# [Exercise]
Your job here is to restate every record exactly, pictures excluded.

# [Data in this exercise]
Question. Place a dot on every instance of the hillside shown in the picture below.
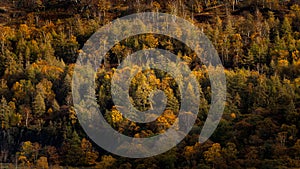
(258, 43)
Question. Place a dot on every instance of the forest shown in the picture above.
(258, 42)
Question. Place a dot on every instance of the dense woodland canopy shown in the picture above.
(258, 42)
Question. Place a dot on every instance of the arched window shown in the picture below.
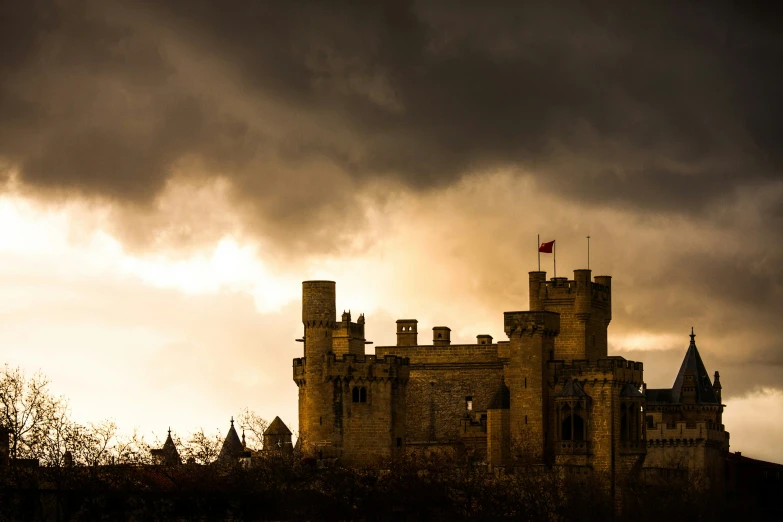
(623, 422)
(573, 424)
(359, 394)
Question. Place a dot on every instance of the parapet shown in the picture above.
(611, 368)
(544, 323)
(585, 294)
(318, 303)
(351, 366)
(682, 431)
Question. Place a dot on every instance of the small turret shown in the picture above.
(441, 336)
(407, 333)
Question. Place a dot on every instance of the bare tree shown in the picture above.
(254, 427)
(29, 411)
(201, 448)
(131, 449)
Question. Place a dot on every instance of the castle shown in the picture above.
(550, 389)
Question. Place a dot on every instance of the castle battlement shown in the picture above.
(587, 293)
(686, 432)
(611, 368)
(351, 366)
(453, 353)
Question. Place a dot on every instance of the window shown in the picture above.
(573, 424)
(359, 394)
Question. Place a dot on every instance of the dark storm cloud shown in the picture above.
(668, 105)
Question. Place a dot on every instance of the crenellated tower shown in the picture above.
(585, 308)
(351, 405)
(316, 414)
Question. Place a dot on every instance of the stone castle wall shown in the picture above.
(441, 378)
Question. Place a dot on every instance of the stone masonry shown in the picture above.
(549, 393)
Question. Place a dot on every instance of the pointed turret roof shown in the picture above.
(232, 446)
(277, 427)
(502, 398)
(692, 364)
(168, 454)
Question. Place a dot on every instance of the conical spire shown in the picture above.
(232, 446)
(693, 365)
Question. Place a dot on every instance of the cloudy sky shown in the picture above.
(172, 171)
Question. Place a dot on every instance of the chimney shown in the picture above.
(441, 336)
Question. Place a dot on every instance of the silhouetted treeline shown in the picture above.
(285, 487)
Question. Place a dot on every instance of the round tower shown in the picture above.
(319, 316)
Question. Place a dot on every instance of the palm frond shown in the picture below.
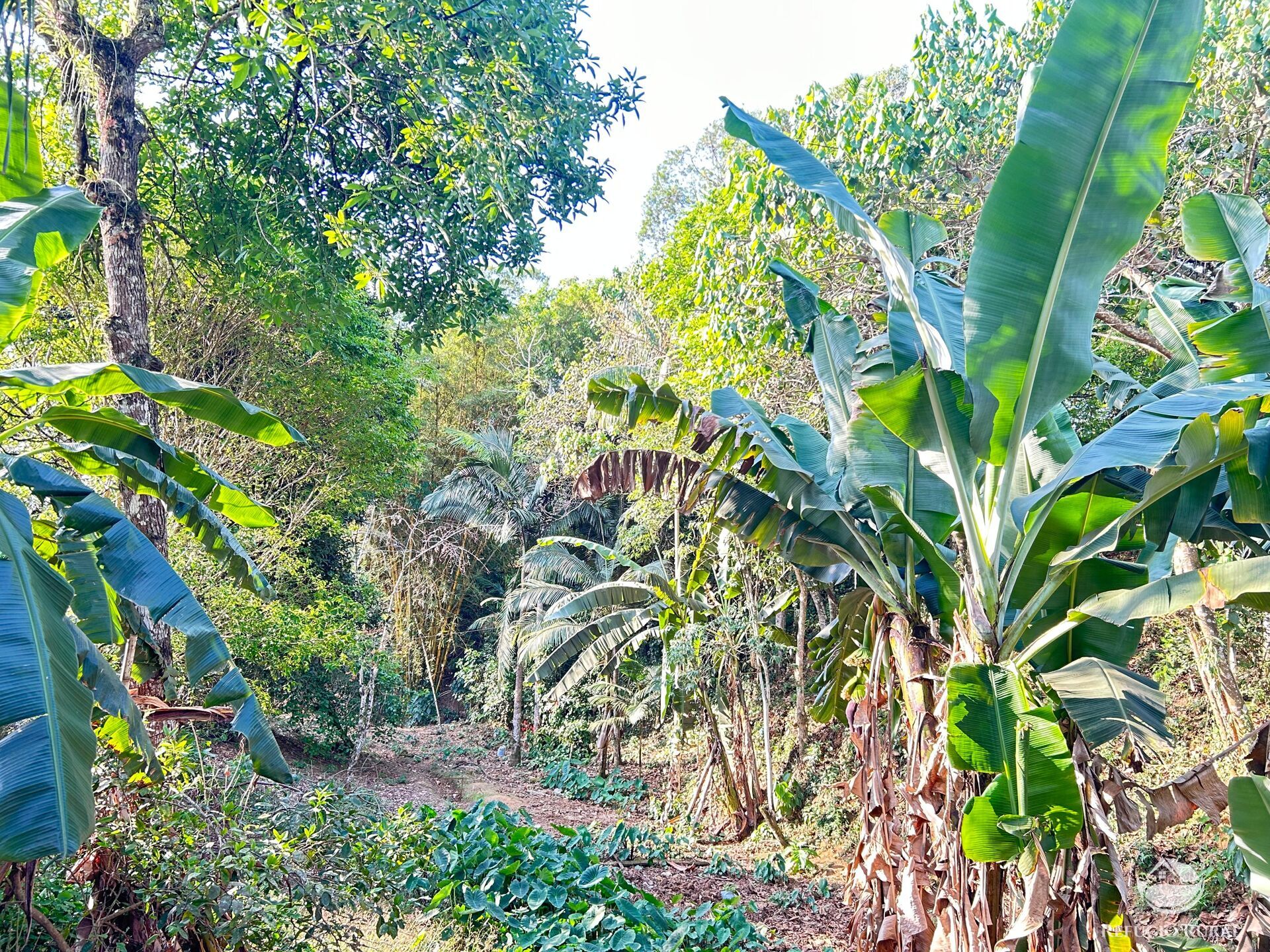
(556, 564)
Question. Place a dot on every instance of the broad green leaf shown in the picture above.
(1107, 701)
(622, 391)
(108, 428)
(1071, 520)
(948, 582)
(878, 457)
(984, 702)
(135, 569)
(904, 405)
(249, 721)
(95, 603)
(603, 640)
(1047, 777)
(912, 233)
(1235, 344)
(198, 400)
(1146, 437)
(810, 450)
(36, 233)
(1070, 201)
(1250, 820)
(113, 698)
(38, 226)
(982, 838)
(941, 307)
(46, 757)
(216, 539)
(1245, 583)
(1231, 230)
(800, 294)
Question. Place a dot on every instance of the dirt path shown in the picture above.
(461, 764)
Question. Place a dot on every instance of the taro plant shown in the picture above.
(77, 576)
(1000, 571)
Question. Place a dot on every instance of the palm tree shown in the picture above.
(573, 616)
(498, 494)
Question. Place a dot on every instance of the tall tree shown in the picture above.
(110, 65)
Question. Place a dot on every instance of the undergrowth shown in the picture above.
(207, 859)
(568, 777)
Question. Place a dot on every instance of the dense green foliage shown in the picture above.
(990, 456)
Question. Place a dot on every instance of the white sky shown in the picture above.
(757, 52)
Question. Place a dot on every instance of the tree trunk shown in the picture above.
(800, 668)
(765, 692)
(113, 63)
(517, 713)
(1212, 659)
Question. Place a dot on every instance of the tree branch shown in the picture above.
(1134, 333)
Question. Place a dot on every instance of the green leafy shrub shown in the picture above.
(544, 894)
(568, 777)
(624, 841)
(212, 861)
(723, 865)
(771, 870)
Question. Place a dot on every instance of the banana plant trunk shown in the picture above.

# [Output]
Question. Place a dot on every instance of the hillside shown in the picture below.
(258, 43)
Question. Place a dot on every instance of the forest shown in the picture above.
(258, 42)
Question. Place a dot on every instance of the dense woodland canopy shown in the picture above.
(258, 42)
Question. Place a dot on every instance of the arched window shown in the picture below.
(623, 422)
(573, 424)
(359, 394)
Question. Place a dot on every instance of the parapet shown in the picture above.
(611, 368)
(544, 323)
(585, 294)
(318, 303)
(351, 366)
(682, 431)
Question. Place a dot on every instance of the small turret shown in the picture above.
(441, 336)
(407, 333)
Question. Place a dot on every instance of the bare tree shown in the picture above.
(254, 427)
(29, 411)
(201, 448)
(131, 449)
Question. Place a dot on every instance of the castle shown in the picture above.
(550, 389)
Question. Place a dot on every instance of the castle battlement shown in the picture above.
(587, 293)
(686, 432)
(611, 368)
(351, 366)
(453, 353)
Question. Place a dot on every instance of the window shown in the picture above.
(573, 424)
(359, 394)
Question. Place a dot on every instance of the dark storm cloud shown in the picture above.
(668, 105)
Question. Place a dot on every instance of the crenellated tower shown in the picture above.
(585, 308)
(351, 405)
(316, 414)
Question. Place a dot on every instance of the stone castle wall shown in the picture above.
(441, 378)
Question. Place a dot on every instance of the stone masonry shown in the picture above.
(549, 393)
Question. Place a dot on every instance of the pointed turret roof shown in the picture above.
(232, 446)
(277, 427)
(502, 398)
(692, 364)
(168, 454)
Question. Place a dot on every instance of the conical spire shown in the picture above.
(232, 446)
(693, 365)
Question. Place a dot on every instance of the cloudy sky shown in the picture above.
(172, 171)
Question. Place a dot on every instance of the chimney shown in the picture above.
(441, 336)
Question. Place a dot on every instance of the silhouetted treeline shown in the picture above.
(285, 487)
Question. Place a dot on every instance of the round tower shown in the picture above.
(319, 316)
Question. Place a dot on every instance of the palm frond shown in the picture below.
(556, 564)
Question. Place a dot on every instance of the broad green leaf shown in the picture above.
(1107, 701)
(622, 391)
(108, 428)
(1071, 520)
(948, 582)
(878, 457)
(984, 702)
(135, 569)
(904, 405)
(249, 721)
(95, 603)
(603, 640)
(1047, 777)
(912, 233)
(1235, 344)
(198, 400)
(1146, 437)
(810, 450)
(36, 233)
(1070, 201)
(1250, 820)
(113, 698)
(38, 226)
(982, 838)
(941, 307)
(46, 757)
(216, 539)
(1245, 583)
(1231, 230)
(800, 294)
Question. Place a dot on every instance of the dirt path shown in the picture above.
(461, 764)
Question. Place a dot on every instance of the taro plant shown in the picture above.
(77, 576)
(1000, 571)
Question. Place a dot on every instance of the palm tree shown in the picture above.
(573, 616)
(498, 494)
Question. Place a dot on every instance of the tall tree shown in the picture above.
(110, 65)
Question. Place a dot on every instance of the undergrowth shown in the picture above.
(207, 859)
(568, 777)
Question. Place a dot on every instance of the dense green foliage shown in the picture above.
(990, 456)
Question. Place a dot on every instance of the white sky shown in the picture above.
(757, 52)
Question. Place a dot on every instance of the tree trunk shown in the picture above.
(800, 668)
(765, 692)
(113, 63)
(517, 713)
(1212, 659)
Question. Place a dot on every instance of the tree branch shown in the picture above.
(1134, 333)
Question. Place a dot on every instance of the green leafy shrub shown in the picture above.
(544, 894)
(568, 777)
(624, 841)
(212, 861)
(723, 865)
(771, 870)
Question. Place a dot on every instance of the banana plant trunk shown in the picture above.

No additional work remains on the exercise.